◆ **Task directions**: Only the lines from the one containing "of the paper" through the end of the entries should be repeated, exactly as they appear, first and last included.

(Point annotation records)
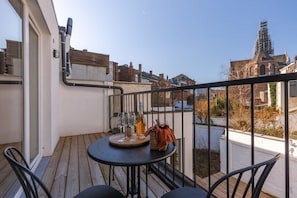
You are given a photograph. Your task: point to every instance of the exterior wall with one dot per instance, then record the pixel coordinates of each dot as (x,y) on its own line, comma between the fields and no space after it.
(10,122)
(82,110)
(86,72)
(45,20)
(266,148)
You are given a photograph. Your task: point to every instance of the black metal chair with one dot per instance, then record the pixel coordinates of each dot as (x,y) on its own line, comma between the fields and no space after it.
(30,182)
(257,180)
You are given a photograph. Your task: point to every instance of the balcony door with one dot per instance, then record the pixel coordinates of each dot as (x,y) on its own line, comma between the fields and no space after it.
(34,93)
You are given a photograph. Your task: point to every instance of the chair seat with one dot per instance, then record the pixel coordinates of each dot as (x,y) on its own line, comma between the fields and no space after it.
(100,191)
(186,192)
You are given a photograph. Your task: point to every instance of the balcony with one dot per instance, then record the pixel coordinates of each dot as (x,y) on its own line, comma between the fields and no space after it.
(209,143)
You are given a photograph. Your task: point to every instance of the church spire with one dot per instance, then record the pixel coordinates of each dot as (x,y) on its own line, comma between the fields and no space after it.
(263,42)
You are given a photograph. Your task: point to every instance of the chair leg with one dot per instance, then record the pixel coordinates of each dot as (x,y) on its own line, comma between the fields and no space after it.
(146,183)
(111,171)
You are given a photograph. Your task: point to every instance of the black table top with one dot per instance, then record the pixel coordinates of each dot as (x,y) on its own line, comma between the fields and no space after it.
(102,151)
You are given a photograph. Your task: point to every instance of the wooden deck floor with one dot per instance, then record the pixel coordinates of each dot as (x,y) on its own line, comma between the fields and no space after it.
(70,170)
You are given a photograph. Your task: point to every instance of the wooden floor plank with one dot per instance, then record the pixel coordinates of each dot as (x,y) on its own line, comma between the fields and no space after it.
(72,181)
(95,172)
(85,180)
(59,184)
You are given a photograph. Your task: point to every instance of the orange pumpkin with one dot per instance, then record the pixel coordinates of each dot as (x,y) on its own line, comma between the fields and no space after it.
(160,136)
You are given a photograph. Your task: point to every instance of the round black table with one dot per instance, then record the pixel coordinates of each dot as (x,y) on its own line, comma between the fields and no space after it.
(102,151)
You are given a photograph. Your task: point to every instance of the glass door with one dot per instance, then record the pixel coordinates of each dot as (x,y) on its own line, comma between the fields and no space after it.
(33,87)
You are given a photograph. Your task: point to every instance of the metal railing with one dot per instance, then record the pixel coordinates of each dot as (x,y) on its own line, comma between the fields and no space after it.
(204,145)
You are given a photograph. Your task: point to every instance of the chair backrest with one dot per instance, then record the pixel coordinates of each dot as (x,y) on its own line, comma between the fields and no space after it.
(257,176)
(29,181)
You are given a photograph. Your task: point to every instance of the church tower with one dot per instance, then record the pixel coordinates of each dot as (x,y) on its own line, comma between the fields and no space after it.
(263,42)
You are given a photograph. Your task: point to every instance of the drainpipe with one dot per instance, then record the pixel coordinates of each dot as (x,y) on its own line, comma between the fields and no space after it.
(66,65)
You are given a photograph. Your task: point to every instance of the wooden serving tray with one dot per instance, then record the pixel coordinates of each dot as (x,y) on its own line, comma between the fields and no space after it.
(115,140)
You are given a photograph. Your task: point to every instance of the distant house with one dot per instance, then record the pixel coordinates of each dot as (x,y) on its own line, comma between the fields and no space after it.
(182,80)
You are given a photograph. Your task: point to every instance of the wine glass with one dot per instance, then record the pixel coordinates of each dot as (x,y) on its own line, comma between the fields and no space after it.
(119,122)
(131,123)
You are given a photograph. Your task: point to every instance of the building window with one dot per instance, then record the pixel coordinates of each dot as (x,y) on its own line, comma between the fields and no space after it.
(262,70)
(175,160)
(293,88)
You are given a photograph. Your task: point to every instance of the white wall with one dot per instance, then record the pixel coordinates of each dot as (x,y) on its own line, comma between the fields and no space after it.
(82,110)
(265,148)
(11,118)
(86,72)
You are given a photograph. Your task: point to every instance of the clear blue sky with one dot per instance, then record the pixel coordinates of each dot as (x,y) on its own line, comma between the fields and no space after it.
(197,38)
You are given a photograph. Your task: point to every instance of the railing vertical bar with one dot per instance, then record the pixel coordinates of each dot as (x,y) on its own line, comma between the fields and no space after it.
(208,139)
(287,160)
(172,120)
(194,135)
(165,121)
(252,132)
(183,137)
(227,137)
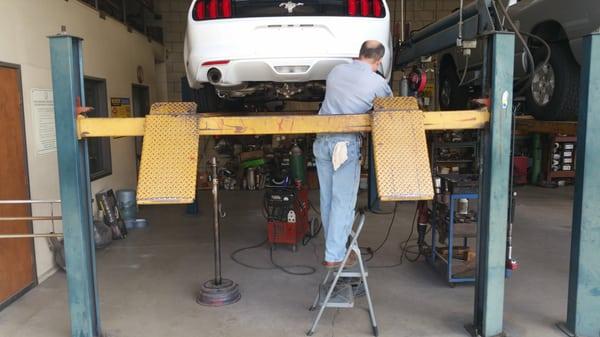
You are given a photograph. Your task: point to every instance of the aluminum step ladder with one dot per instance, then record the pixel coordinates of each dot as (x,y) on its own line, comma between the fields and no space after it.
(339,293)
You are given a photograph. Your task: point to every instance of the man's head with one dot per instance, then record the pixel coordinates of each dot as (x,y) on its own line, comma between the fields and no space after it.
(371,52)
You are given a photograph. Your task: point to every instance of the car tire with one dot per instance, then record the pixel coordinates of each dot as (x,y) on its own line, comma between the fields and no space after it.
(451,95)
(553,92)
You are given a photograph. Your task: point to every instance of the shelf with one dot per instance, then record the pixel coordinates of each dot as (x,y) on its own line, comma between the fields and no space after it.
(458,161)
(456,145)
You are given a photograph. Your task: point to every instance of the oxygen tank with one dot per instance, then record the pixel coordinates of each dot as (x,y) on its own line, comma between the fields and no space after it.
(297,166)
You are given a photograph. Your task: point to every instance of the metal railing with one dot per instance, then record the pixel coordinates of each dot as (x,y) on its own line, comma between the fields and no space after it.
(135,14)
(50,218)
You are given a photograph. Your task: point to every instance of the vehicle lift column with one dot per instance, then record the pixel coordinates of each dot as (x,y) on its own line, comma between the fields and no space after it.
(583,309)
(584,292)
(75,192)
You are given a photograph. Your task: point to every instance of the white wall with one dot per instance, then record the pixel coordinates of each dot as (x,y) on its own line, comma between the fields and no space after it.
(110,53)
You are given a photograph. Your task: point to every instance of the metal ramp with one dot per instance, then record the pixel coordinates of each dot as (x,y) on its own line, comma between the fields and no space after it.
(169,155)
(402,168)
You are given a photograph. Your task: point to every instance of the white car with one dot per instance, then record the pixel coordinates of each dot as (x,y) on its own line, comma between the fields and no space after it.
(273,50)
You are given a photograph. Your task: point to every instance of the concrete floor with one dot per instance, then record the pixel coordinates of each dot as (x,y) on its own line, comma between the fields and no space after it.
(148,281)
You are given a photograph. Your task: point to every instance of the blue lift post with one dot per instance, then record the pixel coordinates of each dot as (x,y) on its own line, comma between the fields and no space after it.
(583,309)
(73,165)
(491,236)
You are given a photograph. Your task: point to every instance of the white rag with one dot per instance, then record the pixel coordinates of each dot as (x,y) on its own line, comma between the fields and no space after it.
(340,154)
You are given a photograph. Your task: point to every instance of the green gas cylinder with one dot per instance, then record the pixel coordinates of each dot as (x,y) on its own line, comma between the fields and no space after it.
(297,165)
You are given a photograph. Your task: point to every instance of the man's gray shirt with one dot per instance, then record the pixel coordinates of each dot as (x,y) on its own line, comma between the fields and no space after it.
(351,88)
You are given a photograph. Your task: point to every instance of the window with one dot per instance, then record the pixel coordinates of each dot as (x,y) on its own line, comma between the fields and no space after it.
(98,148)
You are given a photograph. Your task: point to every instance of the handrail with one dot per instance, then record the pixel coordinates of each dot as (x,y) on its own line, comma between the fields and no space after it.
(50,218)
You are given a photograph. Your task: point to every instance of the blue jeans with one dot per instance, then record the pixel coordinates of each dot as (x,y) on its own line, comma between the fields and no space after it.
(338,190)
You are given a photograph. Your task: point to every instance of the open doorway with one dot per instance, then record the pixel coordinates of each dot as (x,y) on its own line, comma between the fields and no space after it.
(140,95)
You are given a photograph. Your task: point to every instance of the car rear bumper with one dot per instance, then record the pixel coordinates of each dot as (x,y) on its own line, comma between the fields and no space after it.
(270,70)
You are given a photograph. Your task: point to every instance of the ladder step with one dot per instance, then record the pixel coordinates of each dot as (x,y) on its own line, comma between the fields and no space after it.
(353,271)
(342,296)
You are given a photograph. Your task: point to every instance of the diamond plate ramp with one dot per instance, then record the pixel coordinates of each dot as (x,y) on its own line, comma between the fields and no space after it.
(400,150)
(169,161)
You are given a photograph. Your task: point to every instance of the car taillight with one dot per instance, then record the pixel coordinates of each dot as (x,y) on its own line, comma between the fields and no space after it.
(199,10)
(366,8)
(377,8)
(211,9)
(226,8)
(352,7)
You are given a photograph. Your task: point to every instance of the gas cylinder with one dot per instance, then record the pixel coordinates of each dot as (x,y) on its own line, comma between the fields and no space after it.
(298,168)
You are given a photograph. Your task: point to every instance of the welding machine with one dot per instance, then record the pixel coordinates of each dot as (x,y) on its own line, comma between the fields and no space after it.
(287,214)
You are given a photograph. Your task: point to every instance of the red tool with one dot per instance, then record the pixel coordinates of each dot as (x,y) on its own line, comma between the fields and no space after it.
(287,215)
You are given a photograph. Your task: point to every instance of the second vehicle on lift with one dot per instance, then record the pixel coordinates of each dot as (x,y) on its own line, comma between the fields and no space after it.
(553,31)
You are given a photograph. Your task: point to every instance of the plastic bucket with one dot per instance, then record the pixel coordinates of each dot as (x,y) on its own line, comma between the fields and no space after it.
(127,204)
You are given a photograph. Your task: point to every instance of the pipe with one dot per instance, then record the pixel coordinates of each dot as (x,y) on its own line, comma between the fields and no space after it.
(217,237)
(42,235)
(31,218)
(402,19)
(13,202)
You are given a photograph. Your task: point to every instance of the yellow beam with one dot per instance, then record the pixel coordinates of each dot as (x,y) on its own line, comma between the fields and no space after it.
(281,124)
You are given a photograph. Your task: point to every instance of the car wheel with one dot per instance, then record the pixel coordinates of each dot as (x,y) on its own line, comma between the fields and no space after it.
(553,92)
(451,96)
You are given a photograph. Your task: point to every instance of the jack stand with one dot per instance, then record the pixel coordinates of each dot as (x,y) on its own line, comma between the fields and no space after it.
(218,291)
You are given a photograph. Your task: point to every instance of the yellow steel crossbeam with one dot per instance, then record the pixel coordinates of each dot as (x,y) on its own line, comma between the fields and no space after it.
(281,124)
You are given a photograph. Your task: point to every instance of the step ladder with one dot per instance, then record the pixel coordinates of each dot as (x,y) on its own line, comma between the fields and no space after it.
(339,293)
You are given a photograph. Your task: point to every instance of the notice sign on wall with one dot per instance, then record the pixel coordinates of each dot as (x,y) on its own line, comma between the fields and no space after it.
(120,107)
(42,107)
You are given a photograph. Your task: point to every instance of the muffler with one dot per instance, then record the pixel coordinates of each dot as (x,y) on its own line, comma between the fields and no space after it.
(214,76)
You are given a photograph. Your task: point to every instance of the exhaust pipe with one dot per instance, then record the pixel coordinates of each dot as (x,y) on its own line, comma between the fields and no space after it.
(214,75)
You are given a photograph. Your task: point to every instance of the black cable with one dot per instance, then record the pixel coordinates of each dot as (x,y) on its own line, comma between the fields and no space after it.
(286,269)
(515,29)
(412,230)
(233,256)
(371,252)
(405,248)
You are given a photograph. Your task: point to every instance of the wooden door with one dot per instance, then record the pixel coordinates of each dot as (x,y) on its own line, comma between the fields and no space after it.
(16,255)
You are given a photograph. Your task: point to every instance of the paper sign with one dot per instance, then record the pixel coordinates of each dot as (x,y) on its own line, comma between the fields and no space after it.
(120,107)
(42,107)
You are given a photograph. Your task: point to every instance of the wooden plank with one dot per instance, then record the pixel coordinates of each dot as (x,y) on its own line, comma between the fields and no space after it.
(280,124)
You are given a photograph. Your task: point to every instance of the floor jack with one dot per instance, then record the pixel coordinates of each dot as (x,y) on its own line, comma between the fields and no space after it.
(218,291)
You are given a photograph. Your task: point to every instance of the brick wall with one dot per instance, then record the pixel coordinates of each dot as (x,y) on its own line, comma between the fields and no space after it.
(174,12)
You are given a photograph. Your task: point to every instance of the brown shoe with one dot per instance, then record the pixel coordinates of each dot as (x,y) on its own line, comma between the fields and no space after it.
(352,259)
(331,265)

◆ **Response for this exercise**:
You are given a photograph. Your task: point to every instance of the paper sign with one dot per instance, then record the pixel coordinates of each dot as (x,y) on its own line, comma between the fields and no space after it.
(120,107)
(42,107)
You are given a photograph. Your task: point to every instance of the wooden plank with one dot per instance, then record the pixel coordinates of each dot as (x,y) on its own line, comma between the fields and no space after it.
(280,124)
You are given a photograph. Your task: point to every instance of the floor jack with one dot per instance, then record the pixel coordinates of each dot as (x,y) on its own line, comma between the fields and no space after it.
(218,291)
You are given a photograph. Your task: point to every instance of the brick wall with one dot per instance, then record the pixel coordinates of each dot as (x,y) on its own line, comma between the fields and no space after it.
(174,12)
You are given a photograph. Your task: point to every instance of the brown shoe with one dot per instance, then record the pixel coordinates of each dot as (x,y) on its own line, comma between the fields and no space after it.
(352,259)
(331,265)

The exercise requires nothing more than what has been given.